==== Records for the exercise ====
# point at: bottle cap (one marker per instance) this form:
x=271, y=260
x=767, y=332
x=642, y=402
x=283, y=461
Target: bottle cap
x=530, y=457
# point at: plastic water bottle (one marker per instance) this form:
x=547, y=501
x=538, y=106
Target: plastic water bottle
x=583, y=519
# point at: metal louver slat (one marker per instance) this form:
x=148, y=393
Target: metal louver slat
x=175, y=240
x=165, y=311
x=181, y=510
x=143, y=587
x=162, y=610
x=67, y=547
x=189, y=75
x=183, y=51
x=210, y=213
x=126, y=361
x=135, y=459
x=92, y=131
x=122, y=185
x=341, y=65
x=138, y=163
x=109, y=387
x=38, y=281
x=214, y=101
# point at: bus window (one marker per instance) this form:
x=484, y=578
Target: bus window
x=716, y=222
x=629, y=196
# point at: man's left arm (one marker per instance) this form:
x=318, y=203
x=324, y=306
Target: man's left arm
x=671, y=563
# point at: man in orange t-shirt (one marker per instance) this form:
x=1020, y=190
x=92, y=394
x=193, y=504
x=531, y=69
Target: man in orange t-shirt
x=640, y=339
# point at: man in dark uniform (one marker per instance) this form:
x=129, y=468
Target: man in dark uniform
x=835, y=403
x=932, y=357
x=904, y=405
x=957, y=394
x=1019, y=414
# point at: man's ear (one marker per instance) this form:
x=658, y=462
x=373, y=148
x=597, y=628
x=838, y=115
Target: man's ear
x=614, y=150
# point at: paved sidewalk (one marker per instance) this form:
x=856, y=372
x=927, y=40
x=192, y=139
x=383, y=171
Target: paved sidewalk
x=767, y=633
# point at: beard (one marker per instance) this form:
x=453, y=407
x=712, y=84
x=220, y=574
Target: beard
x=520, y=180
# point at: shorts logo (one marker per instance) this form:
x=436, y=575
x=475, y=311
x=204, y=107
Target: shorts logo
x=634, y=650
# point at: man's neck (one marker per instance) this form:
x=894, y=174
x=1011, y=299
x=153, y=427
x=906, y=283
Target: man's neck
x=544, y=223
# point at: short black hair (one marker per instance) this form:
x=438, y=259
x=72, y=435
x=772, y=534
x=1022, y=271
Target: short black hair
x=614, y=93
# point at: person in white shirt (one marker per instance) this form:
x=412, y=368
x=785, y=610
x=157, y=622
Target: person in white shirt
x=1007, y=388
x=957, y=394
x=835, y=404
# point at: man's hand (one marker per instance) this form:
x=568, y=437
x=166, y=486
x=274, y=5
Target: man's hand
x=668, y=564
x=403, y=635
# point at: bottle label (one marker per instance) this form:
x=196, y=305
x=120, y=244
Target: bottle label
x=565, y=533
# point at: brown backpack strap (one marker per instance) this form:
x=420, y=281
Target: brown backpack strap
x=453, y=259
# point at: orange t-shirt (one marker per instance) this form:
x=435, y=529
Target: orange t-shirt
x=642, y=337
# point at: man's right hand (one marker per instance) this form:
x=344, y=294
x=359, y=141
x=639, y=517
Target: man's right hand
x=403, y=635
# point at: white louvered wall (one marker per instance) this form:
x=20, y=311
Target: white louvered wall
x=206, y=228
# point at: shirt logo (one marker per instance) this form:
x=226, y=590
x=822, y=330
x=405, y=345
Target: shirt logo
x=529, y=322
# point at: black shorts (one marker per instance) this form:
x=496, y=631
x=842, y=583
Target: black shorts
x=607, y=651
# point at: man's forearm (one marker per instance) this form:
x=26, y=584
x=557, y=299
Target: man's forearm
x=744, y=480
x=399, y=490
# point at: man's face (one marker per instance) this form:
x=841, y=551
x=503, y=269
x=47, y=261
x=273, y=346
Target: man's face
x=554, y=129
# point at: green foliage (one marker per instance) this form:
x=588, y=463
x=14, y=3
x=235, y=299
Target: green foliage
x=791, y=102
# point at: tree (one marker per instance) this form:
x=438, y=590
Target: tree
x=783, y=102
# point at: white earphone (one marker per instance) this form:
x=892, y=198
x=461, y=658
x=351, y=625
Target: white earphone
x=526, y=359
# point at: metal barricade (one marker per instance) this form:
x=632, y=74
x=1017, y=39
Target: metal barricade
====
§ Short problem: Copy out all the lines from the one containing "# point at: paved" down to the one containing "x=520, y=180", both included, requests and all. Scale the coordinates that come after each "Target:" line by 2.05 and round them to whole numbers with halves going up, but leave the coordinates listed under each request unchanged.

§ Full answer:
# point at: paved sidewalk (one marker per instance) this form:
x=856, y=372
x=927, y=40
x=192, y=139
x=383, y=171
Target: paved sidewalk
x=1572, y=1298
# point at: beard (one marker per instance) this form:
x=453, y=407
x=712, y=84
x=220, y=574
Target: beard
x=1066, y=369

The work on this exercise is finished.